Whenever a line in this data holds the word "glass", report that line in full.

Data extracts:
══════════════════════════════

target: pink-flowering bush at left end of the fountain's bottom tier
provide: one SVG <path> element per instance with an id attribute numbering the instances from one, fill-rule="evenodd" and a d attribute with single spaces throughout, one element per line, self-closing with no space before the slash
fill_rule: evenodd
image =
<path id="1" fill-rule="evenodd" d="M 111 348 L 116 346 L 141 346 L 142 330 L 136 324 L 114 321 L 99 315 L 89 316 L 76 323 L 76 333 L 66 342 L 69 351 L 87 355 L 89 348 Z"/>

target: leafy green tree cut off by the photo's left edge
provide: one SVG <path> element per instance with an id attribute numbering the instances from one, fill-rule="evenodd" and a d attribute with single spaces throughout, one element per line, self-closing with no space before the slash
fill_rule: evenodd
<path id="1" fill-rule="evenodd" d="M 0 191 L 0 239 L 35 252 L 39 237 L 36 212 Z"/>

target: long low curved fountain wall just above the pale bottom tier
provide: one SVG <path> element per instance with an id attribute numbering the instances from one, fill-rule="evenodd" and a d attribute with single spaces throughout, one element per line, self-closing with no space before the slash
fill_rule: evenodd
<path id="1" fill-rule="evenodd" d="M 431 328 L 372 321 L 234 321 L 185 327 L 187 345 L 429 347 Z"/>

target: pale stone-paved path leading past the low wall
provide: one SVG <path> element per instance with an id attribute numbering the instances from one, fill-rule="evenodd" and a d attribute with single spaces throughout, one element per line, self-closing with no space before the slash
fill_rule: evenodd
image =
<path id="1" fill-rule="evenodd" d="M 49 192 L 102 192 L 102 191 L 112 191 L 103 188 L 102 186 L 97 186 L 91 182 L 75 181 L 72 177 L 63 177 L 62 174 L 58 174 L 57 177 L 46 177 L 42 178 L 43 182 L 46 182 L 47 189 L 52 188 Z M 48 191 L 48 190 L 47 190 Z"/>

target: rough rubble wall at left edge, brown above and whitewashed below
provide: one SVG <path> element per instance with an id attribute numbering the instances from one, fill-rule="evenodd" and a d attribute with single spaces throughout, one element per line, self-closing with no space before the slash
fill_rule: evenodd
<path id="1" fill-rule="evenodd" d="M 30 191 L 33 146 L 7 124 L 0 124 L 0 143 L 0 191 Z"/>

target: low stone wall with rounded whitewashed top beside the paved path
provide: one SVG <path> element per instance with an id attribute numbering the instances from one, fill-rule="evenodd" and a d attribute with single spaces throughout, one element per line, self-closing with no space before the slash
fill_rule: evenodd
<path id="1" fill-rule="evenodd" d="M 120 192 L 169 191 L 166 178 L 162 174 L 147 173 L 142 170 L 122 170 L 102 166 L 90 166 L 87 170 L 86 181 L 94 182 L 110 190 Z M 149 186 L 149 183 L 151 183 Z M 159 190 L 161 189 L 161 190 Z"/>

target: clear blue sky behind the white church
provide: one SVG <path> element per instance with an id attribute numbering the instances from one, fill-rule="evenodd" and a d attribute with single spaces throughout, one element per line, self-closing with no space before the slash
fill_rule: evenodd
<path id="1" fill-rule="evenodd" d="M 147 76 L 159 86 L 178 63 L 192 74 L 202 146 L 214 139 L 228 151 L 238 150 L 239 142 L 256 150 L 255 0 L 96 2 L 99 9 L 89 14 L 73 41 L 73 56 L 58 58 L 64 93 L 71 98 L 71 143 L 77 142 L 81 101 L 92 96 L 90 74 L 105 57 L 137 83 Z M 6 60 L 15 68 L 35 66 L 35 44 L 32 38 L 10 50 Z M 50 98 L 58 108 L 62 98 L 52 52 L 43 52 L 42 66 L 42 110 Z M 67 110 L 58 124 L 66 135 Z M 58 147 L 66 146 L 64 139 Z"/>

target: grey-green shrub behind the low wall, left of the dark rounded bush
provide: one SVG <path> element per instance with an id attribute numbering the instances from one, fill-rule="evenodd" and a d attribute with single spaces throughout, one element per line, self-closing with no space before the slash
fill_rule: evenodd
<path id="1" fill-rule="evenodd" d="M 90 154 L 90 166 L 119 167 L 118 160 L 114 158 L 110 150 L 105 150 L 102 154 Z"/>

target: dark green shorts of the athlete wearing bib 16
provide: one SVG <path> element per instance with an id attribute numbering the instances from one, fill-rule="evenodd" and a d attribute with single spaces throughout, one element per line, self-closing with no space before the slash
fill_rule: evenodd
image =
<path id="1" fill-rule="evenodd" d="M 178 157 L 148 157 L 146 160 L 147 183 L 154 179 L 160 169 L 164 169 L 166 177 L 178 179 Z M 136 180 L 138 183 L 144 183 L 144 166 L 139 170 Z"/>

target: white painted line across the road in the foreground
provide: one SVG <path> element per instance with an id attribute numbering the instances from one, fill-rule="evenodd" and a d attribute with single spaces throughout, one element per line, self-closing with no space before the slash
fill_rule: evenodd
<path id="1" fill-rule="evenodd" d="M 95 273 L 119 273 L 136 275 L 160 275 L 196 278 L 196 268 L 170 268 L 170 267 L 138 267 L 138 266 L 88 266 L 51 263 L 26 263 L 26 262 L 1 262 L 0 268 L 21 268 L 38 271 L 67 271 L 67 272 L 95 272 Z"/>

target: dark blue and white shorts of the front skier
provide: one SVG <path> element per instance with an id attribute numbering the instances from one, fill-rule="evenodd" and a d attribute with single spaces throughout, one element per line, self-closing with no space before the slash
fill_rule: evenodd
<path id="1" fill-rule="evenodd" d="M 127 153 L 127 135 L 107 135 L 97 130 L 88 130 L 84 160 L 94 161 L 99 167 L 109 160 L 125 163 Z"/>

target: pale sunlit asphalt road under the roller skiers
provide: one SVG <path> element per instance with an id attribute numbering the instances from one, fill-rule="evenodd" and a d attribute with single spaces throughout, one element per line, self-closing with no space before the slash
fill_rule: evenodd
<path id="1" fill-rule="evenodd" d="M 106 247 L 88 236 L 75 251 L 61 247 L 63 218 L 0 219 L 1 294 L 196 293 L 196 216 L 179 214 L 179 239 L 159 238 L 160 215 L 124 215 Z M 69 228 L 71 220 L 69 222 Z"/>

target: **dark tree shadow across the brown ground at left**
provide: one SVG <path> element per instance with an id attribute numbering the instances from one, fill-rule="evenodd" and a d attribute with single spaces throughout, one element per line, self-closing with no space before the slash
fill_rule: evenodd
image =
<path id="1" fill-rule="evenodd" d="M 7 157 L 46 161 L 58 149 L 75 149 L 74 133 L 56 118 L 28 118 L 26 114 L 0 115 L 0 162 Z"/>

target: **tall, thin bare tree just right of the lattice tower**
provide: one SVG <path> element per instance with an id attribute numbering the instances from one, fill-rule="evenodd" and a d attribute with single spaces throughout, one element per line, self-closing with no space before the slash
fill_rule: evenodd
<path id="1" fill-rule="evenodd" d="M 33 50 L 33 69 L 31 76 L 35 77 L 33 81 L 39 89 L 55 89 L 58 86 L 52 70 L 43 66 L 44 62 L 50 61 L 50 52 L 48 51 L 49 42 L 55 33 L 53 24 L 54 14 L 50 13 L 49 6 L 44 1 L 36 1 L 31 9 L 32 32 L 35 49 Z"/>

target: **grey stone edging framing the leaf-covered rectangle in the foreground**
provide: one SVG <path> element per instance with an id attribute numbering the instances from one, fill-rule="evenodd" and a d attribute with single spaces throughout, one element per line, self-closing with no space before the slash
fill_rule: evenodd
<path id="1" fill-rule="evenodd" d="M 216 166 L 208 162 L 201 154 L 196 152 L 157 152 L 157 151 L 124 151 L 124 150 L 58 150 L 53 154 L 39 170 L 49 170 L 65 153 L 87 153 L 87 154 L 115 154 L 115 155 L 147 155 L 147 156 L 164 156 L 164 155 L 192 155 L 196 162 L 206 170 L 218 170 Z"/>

══════════════════════════════

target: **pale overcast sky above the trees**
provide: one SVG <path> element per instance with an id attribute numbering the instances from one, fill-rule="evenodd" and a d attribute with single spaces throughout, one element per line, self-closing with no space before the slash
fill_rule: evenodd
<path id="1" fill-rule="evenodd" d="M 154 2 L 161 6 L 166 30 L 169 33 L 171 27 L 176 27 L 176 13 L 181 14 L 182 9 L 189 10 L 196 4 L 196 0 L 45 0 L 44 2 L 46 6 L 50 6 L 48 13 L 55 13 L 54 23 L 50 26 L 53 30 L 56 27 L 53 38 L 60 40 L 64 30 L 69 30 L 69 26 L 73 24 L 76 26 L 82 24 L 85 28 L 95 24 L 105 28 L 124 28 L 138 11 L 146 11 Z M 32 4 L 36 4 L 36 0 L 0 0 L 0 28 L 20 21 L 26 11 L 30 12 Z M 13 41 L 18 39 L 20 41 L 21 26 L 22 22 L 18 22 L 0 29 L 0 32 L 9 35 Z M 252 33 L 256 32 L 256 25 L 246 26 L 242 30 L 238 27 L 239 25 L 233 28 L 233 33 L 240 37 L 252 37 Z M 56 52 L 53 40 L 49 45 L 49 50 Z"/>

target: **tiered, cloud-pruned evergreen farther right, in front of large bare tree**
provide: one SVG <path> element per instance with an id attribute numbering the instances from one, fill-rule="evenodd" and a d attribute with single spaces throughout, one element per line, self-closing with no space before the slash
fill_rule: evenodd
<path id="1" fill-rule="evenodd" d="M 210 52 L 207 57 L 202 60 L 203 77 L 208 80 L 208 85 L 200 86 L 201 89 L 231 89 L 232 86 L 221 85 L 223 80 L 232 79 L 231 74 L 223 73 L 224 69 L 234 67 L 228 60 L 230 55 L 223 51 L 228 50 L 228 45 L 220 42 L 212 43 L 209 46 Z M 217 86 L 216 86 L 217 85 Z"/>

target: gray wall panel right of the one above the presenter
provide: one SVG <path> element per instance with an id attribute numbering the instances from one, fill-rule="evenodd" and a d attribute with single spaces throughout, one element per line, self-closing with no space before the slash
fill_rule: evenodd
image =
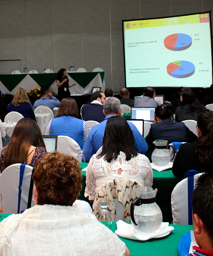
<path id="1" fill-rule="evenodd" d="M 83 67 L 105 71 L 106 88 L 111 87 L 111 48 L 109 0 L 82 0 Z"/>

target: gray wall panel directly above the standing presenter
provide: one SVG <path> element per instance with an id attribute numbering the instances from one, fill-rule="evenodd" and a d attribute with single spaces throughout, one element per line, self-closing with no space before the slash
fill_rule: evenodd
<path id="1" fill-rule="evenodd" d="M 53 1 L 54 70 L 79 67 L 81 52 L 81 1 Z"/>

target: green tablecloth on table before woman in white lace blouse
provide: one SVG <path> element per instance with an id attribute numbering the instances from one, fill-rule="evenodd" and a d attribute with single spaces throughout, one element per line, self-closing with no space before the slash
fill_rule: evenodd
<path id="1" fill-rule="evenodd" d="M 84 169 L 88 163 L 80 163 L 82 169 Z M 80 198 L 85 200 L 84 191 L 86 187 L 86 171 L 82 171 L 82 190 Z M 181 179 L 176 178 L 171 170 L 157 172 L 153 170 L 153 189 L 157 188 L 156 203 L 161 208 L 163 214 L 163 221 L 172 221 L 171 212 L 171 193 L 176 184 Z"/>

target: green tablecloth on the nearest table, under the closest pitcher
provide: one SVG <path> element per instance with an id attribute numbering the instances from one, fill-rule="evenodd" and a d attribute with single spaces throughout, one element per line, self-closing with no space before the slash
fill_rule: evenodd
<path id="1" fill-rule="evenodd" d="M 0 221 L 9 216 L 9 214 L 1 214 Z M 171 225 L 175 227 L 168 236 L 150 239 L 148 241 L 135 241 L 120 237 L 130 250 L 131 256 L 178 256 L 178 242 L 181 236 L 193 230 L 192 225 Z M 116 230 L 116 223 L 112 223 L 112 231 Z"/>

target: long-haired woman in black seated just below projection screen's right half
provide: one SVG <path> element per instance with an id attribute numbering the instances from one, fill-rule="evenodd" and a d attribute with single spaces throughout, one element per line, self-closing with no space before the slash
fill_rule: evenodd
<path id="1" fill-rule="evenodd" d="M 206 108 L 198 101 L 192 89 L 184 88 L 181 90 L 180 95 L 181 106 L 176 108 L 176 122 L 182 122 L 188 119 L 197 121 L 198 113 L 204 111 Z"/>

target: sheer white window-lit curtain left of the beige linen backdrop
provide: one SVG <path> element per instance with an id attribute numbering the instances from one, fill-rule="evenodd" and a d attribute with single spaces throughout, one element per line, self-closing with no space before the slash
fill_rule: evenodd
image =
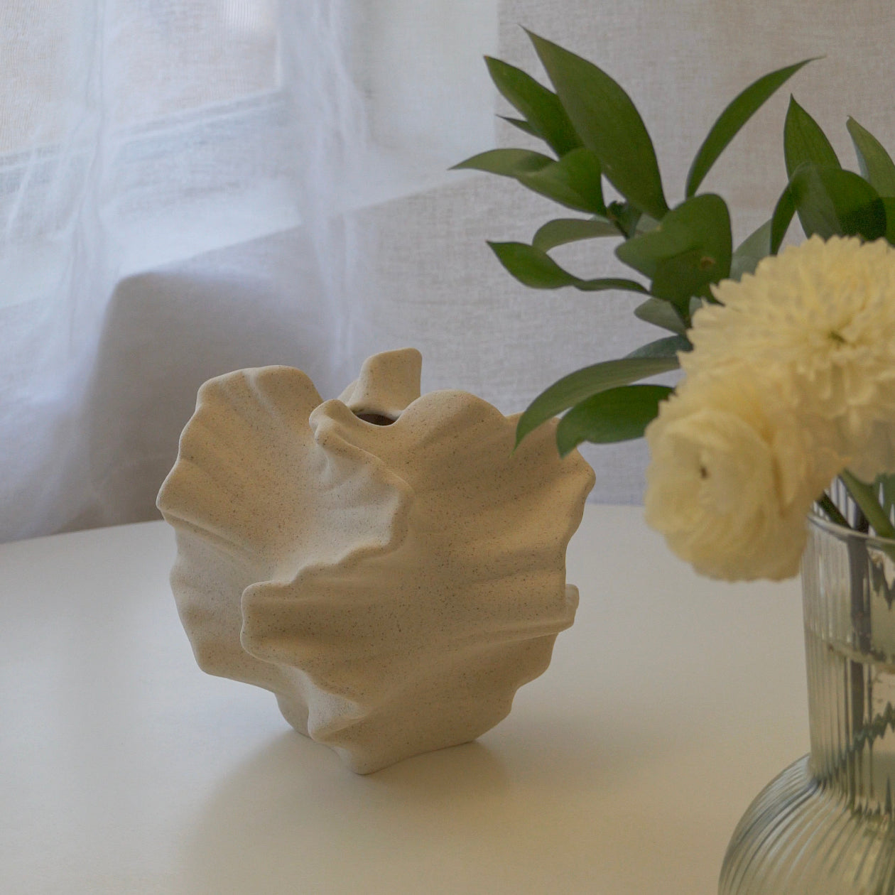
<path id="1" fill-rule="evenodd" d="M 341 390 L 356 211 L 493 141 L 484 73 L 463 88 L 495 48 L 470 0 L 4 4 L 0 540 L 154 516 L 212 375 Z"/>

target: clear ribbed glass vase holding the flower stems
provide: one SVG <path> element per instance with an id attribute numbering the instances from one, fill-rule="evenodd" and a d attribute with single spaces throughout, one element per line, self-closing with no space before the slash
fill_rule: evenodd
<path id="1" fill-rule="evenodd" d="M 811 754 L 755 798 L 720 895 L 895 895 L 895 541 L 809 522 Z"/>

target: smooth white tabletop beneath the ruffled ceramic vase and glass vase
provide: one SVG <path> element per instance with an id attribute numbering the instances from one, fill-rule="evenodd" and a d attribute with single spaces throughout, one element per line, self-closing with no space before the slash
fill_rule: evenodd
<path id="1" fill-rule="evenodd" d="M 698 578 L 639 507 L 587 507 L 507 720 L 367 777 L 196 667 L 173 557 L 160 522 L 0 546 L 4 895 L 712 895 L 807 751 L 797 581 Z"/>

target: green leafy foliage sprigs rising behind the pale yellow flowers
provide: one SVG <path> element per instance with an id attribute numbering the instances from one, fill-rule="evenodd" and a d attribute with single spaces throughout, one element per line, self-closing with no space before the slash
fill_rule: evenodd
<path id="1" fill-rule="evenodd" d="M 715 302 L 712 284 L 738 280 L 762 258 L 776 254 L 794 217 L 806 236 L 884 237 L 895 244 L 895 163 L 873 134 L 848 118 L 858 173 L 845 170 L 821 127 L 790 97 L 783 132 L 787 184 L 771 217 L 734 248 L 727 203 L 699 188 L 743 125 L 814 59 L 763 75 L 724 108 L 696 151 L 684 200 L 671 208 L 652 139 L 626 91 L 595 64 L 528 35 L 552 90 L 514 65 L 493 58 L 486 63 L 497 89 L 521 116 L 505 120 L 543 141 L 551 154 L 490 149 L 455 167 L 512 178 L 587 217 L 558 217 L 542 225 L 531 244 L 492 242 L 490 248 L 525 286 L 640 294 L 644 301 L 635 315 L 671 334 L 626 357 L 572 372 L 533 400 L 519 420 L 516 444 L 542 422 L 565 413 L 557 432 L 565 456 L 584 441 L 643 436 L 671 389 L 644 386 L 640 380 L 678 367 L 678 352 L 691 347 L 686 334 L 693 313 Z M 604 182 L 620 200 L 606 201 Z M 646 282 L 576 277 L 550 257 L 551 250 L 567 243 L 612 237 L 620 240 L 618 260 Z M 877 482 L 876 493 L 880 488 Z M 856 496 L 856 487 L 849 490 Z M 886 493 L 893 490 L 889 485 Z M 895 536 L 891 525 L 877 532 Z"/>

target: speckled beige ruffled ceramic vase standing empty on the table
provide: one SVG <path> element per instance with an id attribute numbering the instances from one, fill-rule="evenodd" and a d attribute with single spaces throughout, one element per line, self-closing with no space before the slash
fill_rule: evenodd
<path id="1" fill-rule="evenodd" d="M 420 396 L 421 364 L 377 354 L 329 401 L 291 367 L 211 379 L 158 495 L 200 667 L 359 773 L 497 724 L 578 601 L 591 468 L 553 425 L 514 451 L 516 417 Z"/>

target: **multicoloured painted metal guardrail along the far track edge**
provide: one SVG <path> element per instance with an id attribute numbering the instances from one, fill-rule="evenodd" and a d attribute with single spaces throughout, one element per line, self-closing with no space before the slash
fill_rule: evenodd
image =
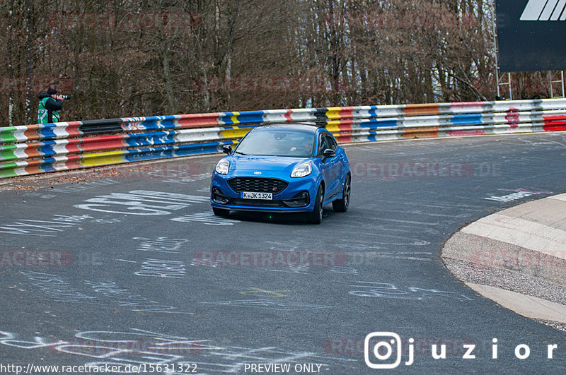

══════════════════════════════

Completed task:
target: clear ribbed glass vase holding the flower stems
target: smooth white tabletop beneath the ruffled ceramic vase and glass vase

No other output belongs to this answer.